Work to complete —
How do the lines below between the ones holding "Find the paved" and "Find the bird;", inclusive, read? Give them again exactly, with no other lines.

*** Raw data ***

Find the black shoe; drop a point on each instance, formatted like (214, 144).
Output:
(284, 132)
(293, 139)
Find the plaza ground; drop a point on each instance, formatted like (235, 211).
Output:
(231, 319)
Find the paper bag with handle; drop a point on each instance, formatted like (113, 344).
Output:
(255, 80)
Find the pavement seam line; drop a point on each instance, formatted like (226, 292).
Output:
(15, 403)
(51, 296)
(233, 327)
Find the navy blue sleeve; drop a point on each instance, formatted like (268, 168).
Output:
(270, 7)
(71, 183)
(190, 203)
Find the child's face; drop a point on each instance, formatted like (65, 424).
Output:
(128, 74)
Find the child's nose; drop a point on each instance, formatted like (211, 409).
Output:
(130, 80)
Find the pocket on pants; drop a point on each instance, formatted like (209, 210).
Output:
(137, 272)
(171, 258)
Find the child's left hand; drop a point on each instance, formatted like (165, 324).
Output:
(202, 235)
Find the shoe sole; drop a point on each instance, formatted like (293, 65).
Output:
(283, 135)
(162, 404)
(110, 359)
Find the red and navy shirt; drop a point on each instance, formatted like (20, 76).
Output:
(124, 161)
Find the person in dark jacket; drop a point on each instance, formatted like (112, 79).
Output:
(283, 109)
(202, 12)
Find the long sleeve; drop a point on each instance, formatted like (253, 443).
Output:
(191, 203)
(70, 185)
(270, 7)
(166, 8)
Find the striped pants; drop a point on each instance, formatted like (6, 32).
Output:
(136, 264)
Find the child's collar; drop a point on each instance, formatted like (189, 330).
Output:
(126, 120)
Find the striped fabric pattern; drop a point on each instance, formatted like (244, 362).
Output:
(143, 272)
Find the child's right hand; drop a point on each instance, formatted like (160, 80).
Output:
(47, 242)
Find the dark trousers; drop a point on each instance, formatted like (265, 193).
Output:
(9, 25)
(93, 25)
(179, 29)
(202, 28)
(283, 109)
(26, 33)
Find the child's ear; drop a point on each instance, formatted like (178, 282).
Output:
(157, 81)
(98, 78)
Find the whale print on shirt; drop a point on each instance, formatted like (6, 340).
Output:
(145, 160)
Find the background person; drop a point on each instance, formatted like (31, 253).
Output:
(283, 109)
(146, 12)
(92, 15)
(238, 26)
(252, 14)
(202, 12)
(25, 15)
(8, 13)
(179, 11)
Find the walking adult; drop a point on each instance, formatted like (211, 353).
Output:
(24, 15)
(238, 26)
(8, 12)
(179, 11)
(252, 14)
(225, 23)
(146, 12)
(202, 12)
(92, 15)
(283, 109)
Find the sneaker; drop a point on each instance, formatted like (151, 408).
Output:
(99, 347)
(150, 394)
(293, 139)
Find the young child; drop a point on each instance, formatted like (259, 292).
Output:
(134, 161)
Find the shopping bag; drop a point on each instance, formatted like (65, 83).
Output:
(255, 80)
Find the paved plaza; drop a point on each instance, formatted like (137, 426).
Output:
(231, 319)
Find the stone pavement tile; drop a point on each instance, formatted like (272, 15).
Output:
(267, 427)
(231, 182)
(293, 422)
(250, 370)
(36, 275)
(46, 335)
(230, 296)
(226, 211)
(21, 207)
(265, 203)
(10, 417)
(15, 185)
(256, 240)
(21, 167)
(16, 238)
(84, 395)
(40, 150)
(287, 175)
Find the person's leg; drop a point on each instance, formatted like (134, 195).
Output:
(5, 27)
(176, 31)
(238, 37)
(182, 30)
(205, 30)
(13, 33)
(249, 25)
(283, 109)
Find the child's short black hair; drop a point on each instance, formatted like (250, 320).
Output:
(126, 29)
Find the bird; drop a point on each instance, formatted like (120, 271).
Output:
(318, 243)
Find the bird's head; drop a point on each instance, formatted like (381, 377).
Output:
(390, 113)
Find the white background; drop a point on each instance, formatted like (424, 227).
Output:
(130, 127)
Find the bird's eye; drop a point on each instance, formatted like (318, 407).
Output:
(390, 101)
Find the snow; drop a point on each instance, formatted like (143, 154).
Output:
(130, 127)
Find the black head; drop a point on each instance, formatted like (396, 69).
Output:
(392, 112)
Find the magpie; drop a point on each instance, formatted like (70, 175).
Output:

*** End of Raw data ***

Exercise answer —
Find the paved plaza; drop a point on each instance, formatted like (137, 426).
Output:
(231, 319)
Find the stone pavement tile; drop a point on each instance, formatted like (272, 15).
Output:
(267, 427)
(231, 182)
(293, 422)
(250, 370)
(36, 275)
(46, 335)
(230, 296)
(226, 211)
(21, 207)
(265, 203)
(10, 417)
(15, 185)
(256, 240)
(21, 167)
(16, 238)
(84, 395)
(40, 150)
(287, 175)
Find the person's leg; drop a point on each instance, formatted like (134, 195).
Output:
(5, 27)
(176, 31)
(238, 37)
(182, 30)
(205, 30)
(13, 33)
(249, 25)
(283, 109)
Find the child's short black hair; drop a point on each instance, formatted like (250, 320).
Output:
(126, 29)
Find the bird; drop a point on each instance, formatted like (120, 271).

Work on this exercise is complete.